> Materials provided

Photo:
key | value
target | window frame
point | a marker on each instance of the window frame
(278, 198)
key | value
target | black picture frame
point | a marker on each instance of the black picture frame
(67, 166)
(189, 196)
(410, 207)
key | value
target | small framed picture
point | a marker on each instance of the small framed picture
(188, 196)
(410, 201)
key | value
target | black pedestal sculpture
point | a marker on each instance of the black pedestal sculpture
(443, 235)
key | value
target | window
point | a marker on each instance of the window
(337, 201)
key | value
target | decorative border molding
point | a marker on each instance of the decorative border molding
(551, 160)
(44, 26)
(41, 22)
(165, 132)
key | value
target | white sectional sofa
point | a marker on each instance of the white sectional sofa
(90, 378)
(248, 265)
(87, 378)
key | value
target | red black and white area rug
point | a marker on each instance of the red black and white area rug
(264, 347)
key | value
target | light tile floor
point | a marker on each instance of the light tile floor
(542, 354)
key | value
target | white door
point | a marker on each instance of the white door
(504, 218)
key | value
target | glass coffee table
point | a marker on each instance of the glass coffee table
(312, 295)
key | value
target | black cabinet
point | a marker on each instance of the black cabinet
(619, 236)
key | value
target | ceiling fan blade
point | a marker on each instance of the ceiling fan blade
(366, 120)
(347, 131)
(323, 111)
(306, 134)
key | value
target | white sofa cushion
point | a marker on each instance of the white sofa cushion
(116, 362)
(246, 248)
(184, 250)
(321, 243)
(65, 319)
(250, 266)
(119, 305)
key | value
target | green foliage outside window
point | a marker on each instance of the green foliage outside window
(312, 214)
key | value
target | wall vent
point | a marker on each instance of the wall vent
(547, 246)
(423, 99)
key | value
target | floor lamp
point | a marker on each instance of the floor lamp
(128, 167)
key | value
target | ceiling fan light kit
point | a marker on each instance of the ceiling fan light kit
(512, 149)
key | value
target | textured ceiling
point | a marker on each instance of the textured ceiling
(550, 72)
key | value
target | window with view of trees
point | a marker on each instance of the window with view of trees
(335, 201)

> What to do
All of the material above needs to be copied exactly.

> The response
Photo:
key | value
target | window frame
point | a marker on each instance of the window frame
(278, 198)
key | value
target | black picture frame
point | a marker on each instance of the black picture frame
(67, 166)
(189, 196)
(410, 207)
key | value
target | small framed picture
point | a marker on each instance of the small framed picture
(188, 196)
(410, 201)
key | value
target | black pedestal sculpture
point | a marker on each instance of the black pedestal sculpture
(443, 235)
key | value
target | window
point | a marker on each instance of the window
(337, 201)
key | value
target | decorative border molding
point | a marker on each instance of the decorative border molding
(551, 160)
(44, 26)
(41, 22)
(165, 132)
key | value
target | white sectional sofa
point | a marker on each instance of the white sectional sofa
(90, 378)
(248, 265)
(87, 378)
key | value
target | red black and white area rug
point | a marker on each instance of the red black and white area rug
(264, 347)
key | value
target | light tile floor
point | a marker on each instance of the light tile floor
(542, 354)
key | value
target | white door
point | a marker on each instance of the white door
(504, 218)
key | value
target | glass coffee table
point | a marker on each instance of the glass coffee table
(312, 295)
key | value
target | black cabinet
point | a marker on each instance of the black cabinet
(619, 236)
key | value
target | ceiling fan blade
point | a marker on each instance of the ceiling fan blade
(366, 120)
(347, 131)
(323, 111)
(306, 134)
key | value
target | white sofa cushion
point | a marker on each instance of the white sofa cushion
(116, 362)
(246, 248)
(184, 250)
(321, 243)
(65, 319)
(250, 266)
(119, 305)
key | value
target | green foliage outside window
point | a marker on each instance of the green foliage outside window
(312, 214)
key | value
target | wall vent
point | a marker on each instance of the wall vent
(547, 246)
(423, 99)
key | value
target | floor lamp
point | a marker on each instance of the floor lamp
(128, 167)
key | value
target | ceiling fan light kit
point | a marker on each instance of the ceiling fan light kit
(512, 149)
key | value
target | textured ceiling
point | a marker on each instance of the textured ceiling
(550, 72)
key | value
target | window with view of trees
point | a marker on each instance of the window with view of trees
(335, 201)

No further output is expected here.